## Dataset entries
· · · ·
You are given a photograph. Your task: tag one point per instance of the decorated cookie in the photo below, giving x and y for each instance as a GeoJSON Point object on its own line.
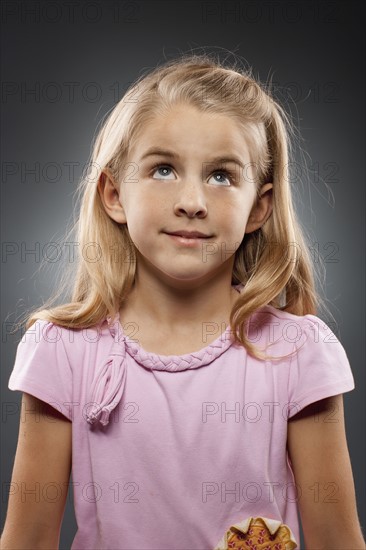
{"type": "Point", "coordinates": [258, 534]}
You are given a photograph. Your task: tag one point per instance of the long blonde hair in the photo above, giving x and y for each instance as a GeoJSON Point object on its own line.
{"type": "Point", "coordinates": [271, 276]}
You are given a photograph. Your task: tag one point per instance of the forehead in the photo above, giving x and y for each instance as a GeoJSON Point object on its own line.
{"type": "Point", "coordinates": [191, 132]}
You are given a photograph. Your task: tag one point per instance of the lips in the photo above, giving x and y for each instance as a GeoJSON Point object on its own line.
{"type": "Point", "coordinates": [189, 234]}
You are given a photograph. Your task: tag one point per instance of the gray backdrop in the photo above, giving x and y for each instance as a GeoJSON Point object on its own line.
{"type": "Point", "coordinates": [65, 64]}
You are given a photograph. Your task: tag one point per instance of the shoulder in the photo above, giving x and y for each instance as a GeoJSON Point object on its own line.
{"type": "Point", "coordinates": [53, 339]}
{"type": "Point", "coordinates": [290, 327]}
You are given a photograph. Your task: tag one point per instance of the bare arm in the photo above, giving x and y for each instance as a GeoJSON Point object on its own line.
{"type": "Point", "coordinates": [320, 460]}
{"type": "Point", "coordinates": [42, 463]}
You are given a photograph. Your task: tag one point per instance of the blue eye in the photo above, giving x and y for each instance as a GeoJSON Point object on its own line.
{"type": "Point", "coordinates": [164, 168]}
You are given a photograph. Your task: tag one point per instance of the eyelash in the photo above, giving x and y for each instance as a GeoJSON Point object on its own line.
{"type": "Point", "coordinates": [228, 173]}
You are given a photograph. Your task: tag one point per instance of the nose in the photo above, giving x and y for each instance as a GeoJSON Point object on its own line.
{"type": "Point", "coordinates": [191, 200]}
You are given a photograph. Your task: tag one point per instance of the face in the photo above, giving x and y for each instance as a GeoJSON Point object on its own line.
{"type": "Point", "coordinates": [160, 194]}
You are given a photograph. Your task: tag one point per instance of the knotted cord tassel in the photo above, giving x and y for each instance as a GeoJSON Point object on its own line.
{"type": "Point", "coordinates": [108, 385]}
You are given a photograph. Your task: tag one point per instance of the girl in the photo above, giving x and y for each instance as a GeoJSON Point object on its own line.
{"type": "Point", "coordinates": [188, 383]}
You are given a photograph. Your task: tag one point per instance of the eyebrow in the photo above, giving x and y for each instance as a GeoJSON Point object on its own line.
{"type": "Point", "coordinates": [158, 151]}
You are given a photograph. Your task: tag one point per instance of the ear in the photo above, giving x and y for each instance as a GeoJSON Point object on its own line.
{"type": "Point", "coordinates": [261, 210]}
{"type": "Point", "coordinates": [110, 196]}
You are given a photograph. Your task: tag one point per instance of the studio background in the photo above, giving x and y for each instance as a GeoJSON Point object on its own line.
{"type": "Point", "coordinates": [66, 64]}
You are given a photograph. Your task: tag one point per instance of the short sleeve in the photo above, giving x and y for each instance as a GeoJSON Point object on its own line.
{"type": "Point", "coordinates": [42, 368]}
{"type": "Point", "coordinates": [320, 368]}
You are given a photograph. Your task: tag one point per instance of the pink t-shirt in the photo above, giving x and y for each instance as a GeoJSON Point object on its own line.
{"type": "Point", "coordinates": [169, 451]}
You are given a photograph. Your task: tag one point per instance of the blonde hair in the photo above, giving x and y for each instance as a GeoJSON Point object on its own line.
{"type": "Point", "coordinates": [270, 275]}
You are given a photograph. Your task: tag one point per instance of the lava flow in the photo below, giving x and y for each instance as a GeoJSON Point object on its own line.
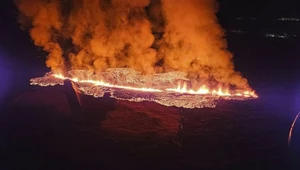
· · · ·
## What to work on
Nothing but the pictures should be left out when the listing above is transcribed.

## Output below
You are given a photograph. Your task: tag one point per instance of the decorated cookie in the photo below, giving x and y for each instance as a GeoJSON Point object on its own line.
{"type": "Point", "coordinates": [258, 534]}
You are given a photograph. Your task: tag one point per instance of the long blonde hair in the photo above, giving x and y for each instance as a GeoJSON Point object on its own line.
{"type": "Point", "coordinates": [271, 276]}
You are given a photograph. Your task: tag one point per instance of the forehead in the photo above, giving x and y for each instance as a GeoJSON Point object on its own line.
{"type": "Point", "coordinates": [191, 132]}
You are given a photograph. Your task: tag one point per instance of the lips in the photo above, giving x and y for each instance as a GeoJSON Point object on its own line.
{"type": "Point", "coordinates": [189, 234]}
You are given a photograph. Your task: tag one point per instance of the gray backdrop in the photo above, giving x and y for each instance as a GeoJSON Point object on its own line.
{"type": "Point", "coordinates": [65, 64]}
You are given a photograph. Your task: tag one point per instance of the shoulder in the photo above, giving x and y for each instance as a GeoJSON Point object on its own line.
{"type": "Point", "coordinates": [53, 339]}
{"type": "Point", "coordinates": [290, 327]}
You are given a photograph. Your task: tag one point per instance of the bare arm in the photo above, giving x and y for each instance as a GeoJSON Point object on its own line.
{"type": "Point", "coordinates": [320, 460]}
{"type": "Point", "coordinates": [42, 463]}
You are given a photograph. Your task: tag one point per instance of the blue eye in the photo above, giving x and y for each instance as a GeoJSON Point object on its own line.
{"type": "Point", "coordinates": [164, 168]}
You are given a photograph. Your task: tag one point per instance of the eyelash in the photo above, giving x and y for each instance as a GeoJSON Point object on its own line.
{"type": "Point", "coordinates": [228, 173]}
You are given a photograph. Your task: tag one point per instance of the nose in the photo above, giving x and y for each instance as a GeoJSON Point object on its own line.
{"type": "Point", "coordinates": [191, 200]}
You are given a photograph. Your task: tag one point per instance of the face in the photo above, giving x and y for each instance as a GeoJSON Point object on its own line.
{"type": "Point", "coordinates": [160, 194]}
You are given a photograph. Your task: tag one point per instance of the knotted cord tassel in the photo above, giving x and y for each instance as a GeoJSON Point object on its own line.
{"type": "Point", "coordinates": [108, 385]}
You are given a photograph. Your task: tag one point per instance of the girl in the photo above, giving x and y for each instance as a GeoJSON Point object on its own line.
{"type": "Point", "coordinates": [188, 383]}
You are given a photograph. Your task: tag one point per instance of the eyebrow in the photo above, giving x and y for each instance as a GeoJSON Point object on its own line.
{"type": "Point", "coordinates": [158, 151]}
You are given a photograph. Your task: tag one point per instance of the ear in the photo above, giving x and y for each instance as a GeoJSON Point object on its own line.
{"type": "Point", "coordinates": [261, 210]}
{"type": "Point", "coordinates": [110, 196]}
You are given a photograph. Your task: tag one point per instance of the studio background in the photo above, giving x and y for each instance as a GeoJSON Point object on its own line.
{"type": "Point", "coordinates": [66, 64]}
You are given a photograph. Your task: tag one point per instance of the short sleeve in the photo above, giving x and y for each instance as a GeoJSON Point object on its own line.
{"type": "Point", "coordinates": [42, 368]}
{"type": "Point", "coordinates": [320, 368]}
You are given a photograph. Your task: tag one point per instance of the pink t-shirt in the photo above, giving x and y for each instance as a GeoJSON Point object on its own line.
{"type": "Point", "coordinates": [169, 451]}
You are given a photograph. Your task: tag one point per instance of the blonde hair in the photo above, giving x and y for each instance as a GeoJSON Point object on its own line.
{"type": "Point", "coordinates": [270, 275]}
You are given a photograph. Your task: tag one point per instance of the lava flow in the photo below, giving x and y for each instance as a GeoJSON Point object on its own line.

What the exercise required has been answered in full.